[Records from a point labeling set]
BEGIN

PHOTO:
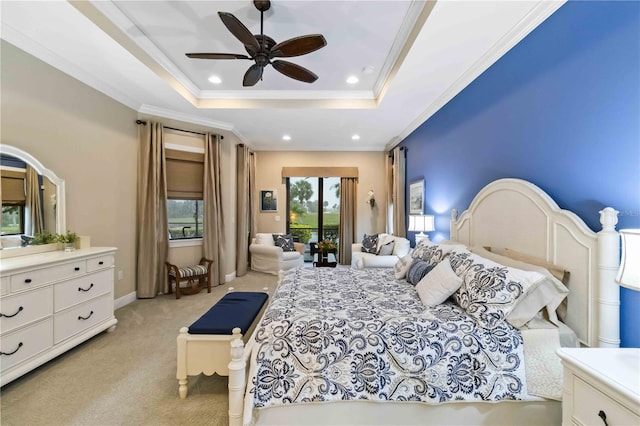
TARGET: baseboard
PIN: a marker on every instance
(230, 277)
(124, 300)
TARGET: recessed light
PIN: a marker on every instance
(353, 79)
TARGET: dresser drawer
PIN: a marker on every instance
(25, 308)
(5, 285)
(40, 277)
(25, 343)
(78, 290)
(77, 319)
(588, 402)
(96, 263)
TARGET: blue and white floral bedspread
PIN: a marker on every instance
(344, 334)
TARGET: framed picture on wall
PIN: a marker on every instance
(416, 197)
(268, 201)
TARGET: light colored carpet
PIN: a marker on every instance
(127, 377)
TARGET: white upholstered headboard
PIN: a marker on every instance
(516, 214)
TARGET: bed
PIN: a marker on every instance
(358, 347)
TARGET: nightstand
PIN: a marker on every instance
(601, 386)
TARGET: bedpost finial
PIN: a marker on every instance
(609, 218)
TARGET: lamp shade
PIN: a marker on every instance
(422, 223)
(629, 272)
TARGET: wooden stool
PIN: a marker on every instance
(197, 276)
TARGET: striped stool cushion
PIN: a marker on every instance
(189, 271)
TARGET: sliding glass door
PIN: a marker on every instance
(314, 210)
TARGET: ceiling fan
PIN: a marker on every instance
(263, 49)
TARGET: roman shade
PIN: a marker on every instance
(185, 171)
(343, 172)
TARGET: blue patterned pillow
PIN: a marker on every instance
(284, 241)
(491, 291)
(370, 243)
(417, 270)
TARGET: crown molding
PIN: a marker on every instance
(27, 44)
(538, 14)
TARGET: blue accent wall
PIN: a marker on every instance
(562, 110)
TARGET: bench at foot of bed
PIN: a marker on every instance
(203, 347)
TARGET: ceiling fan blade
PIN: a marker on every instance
(298, 46)
(238, 29)
(294, 71)
(253, 74)
(216, 56)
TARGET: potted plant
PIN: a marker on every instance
(68, 240)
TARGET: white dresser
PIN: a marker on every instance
(601, 386)
(51, 302)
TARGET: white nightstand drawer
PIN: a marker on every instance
(75, 320)
(588, 402)
(25, 308)
(96, 263)
(81, 289)
(5, 284)
(25, 343)
(40, 277)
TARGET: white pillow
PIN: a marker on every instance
(402, 266)
(438, 285)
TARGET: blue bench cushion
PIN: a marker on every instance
(237, 309)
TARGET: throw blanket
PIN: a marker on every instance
(344, 334)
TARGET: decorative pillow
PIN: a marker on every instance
(550, 295)
(370, 243)
(490, 291)
(284, 241)
(386, 249)
(434, 253)
(402, 266)
(438, 285)
(417, 270)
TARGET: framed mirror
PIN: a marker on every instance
(33, 198)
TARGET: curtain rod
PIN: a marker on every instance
(144, 123)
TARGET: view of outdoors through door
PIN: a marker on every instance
(314, 210)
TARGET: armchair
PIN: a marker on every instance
(269, 258)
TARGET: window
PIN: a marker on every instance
(185, 218)
(12, 219)
(185, 172)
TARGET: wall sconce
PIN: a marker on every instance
(372, 198)
(629, 272)
(422, 223)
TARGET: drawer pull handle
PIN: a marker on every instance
(11, 353)
(13, 315)
(85, 318)
(603, 416)
(85, 289)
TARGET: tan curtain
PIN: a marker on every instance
(33, 202)
(213, 241)
(348, 217)
(152, 243)
(397, 191)
(245, 178)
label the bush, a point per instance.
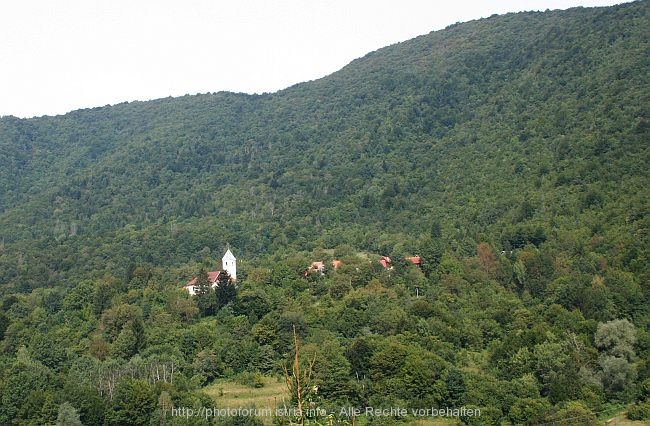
(639, 411)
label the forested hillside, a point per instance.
(510, 153)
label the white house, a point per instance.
(228, 264)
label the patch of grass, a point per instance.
(232, 394)
(621, 420)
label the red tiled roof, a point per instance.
(212, 278)
(415, 260)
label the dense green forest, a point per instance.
(509, 153)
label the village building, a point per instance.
(228, 264)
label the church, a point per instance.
(228, 264)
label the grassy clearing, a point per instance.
(621, 420)
(234, 395)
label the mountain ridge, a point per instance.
(374, 143)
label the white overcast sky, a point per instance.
(61, 55)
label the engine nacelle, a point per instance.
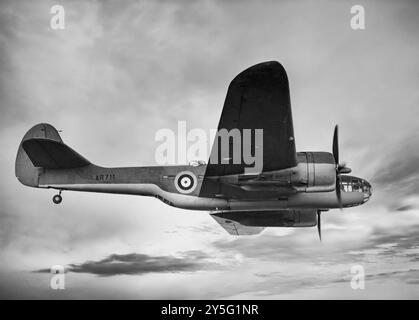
(315, 172)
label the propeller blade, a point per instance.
(336, 145)
(319, 227)
(339, 192)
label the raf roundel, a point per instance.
(185, 182)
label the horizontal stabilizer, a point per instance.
(52, 154)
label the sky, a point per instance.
(117, 73)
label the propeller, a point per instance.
(341, 168)
(319, 227)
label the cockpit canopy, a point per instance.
(355, 184)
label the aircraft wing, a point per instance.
(258, 98)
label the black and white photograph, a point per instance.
(214, 150)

END

▶ [PROBLEM] Reproduce all of the lines above word for word, omitting the pictures.

▶ [THE RESULT]
PHOTO:
TARGET: baseboard
PIN: a marker on every instance
(230, 277)
(124, 300)
TARGET: recessed light
PIN: a marker on every instance
(353, 79)
TARGET: dresser drawer
PIN: a marker on every instance
(25, 308)
(5, 285)
(40, 277)
(25, 343)
(78, 290)
(77, 319)
(588, 402)
(96, 263)
TARGET: blue and white floral bedspread
PIN: a marker on every instance
(344, 334)
TARGET: framed picture on wall
PIN: a marker on every instance
(416, 197)
(268, 201)
TARGET: light colored carpet
PIN: a marker on every instance
(127, 377)
TARGET: white upholstered headboard
PIN: a marker on every instance
(516, 214)
TARGET: bed
PIN: a marker on every instance
(358, 347)
TARGET: nightstand
PIN: a marker on every instance
(601, 386)
TARGET: bedpost finial
PIN: a marker on every instance
(609, 218)
TARGET: lamp shade
PIN: a marker on every instance
(422, 223)
(629, 272)
TARGET: wooden stool
PIN: a marker on every instance
(197, 276)
TARGET: striped stool cushion
PIN: a marker on every instance
(189, 271)
TARGET: sliding glass door
PIN: a marker on every instance
(314, 210)
TARGET: ceiling fan
PIN: a marker on every instance
(263, 49)
TARGET: roman shade
PIN: a marker on every instance
(185, 171)
(343, 172)
TARGET: blue patterned pillow
PIN: a marker on every instance
(284, 241)
(491, 291)
(370, 243)
(417, 270)
TARGET: crown molding
PIN: a marker on every instance
(27, 44)
(538, 14)
TARGET: blue accent wall
PIN: a marker on every instance
(562, 110)
TARGET: bench at foot of bed
PIN: a marker on every instance
(203, 347)
TARGET: ceiling fan blade
PIN: a marker on every instance
(298, 46)
(238, 29)
(294, 71)
(253, 74)
(216, 56)
TARGET: potted plant
PIN: a marker on every instance
(68, 240)
TARGET: white dresser
PIN: a marker on every instance
(601, 386)
(51, 302)
TARGET: white nightstand drawer
PIN: a marker on every instance
(75, 320)
(588, 402)
(25, 308)
(96, 263)
(81, 289)
(5, 284)
(25, 343)
(40, 277)
TARGET: white pillow
PIN: a marker on every instance
(402, 266)
(438, 285)
TARGET: blue bench cushion
PIN: a marker on every instance
(237, 309)
TARGET: throw blanket
PIN: a marker on every instance
(344, 334)
TARGET: decorative pillow
PIN: a marker on every instance
(550, 295)
(370, 243)
(490, 291)
(284, 241)
(386, 249)
(434, 253)
(402, 266)
(438, 285)
(417, 270)
TARGET: framed mirror
PIN: a marker on every instance
(33, 198)
TARGET: curtain rod
PIN: a marker on every instance
(144, 123)
TARGET: view of outdoors through door
PIN: a marker on every instance
(314, 210)
TARGET: armchair
PIN: a marker on every instance
(269, 258)
TARGET: window
PIN: a marker on every instance
(185, 218)
(12, 219)
(185, 172)
TARGET: wall sconce
PIN: a marker on every instance
(372, 198)
(629, 272)
(422, 223)
TARGET: drawer pull handle
PIN: a marker on every instance
(11, 353)
(13, 315)
(85, 318)
(603, 416)
(85, 289)
TARGET: tan curtain
PIN: a marker on every instance
(33, 202)
(213, 241)
(348, 217)
(152, 243)
(397, 191)
(245, 178)
label the bush, a point per instance.
(639, 411)
label the forested hillside, a point per instance.
(510, 153)
label the white house, a point per instance.
(228, 264)
label the patch of grass, a point per instance.
(232, 394)
(621, 420)
label the red tiled roof, a point per instance.
(212, 278)
(415, 260)
label the dense green forest, a point per instance.
(509, 153)
label the village building, a point per instance.
(228, 264)
label the church, a point per instance.
(228, 264)
label the grassy clearing, a point per instance.
(621, 420)
(234, 395)
label the mountain ridge, a point per instance.
(374, 143)
label the white overcast sky, a point per instance.
(61, 55)
label the engine nacelle, a point per instance.
(315, 172)
label the propeller blade, a point per instance.
(336, 145)
(319, 227)
(339, 192)
label the raf roundel, a point per instance.
(185, 182)
label the horizontal stabilizer, a point per instance.
(52, 154)
label the sky, a point per instance.
(117, 73)
label the propeller, a point per instance.
(341, 168)
(319, 227)
label the cockpit canopy, a point per instance.
(355, 184)
label the aircraft wing, a point per instance.
(258, 98)
label the black and white photograph, a point per instance.
(214, 150)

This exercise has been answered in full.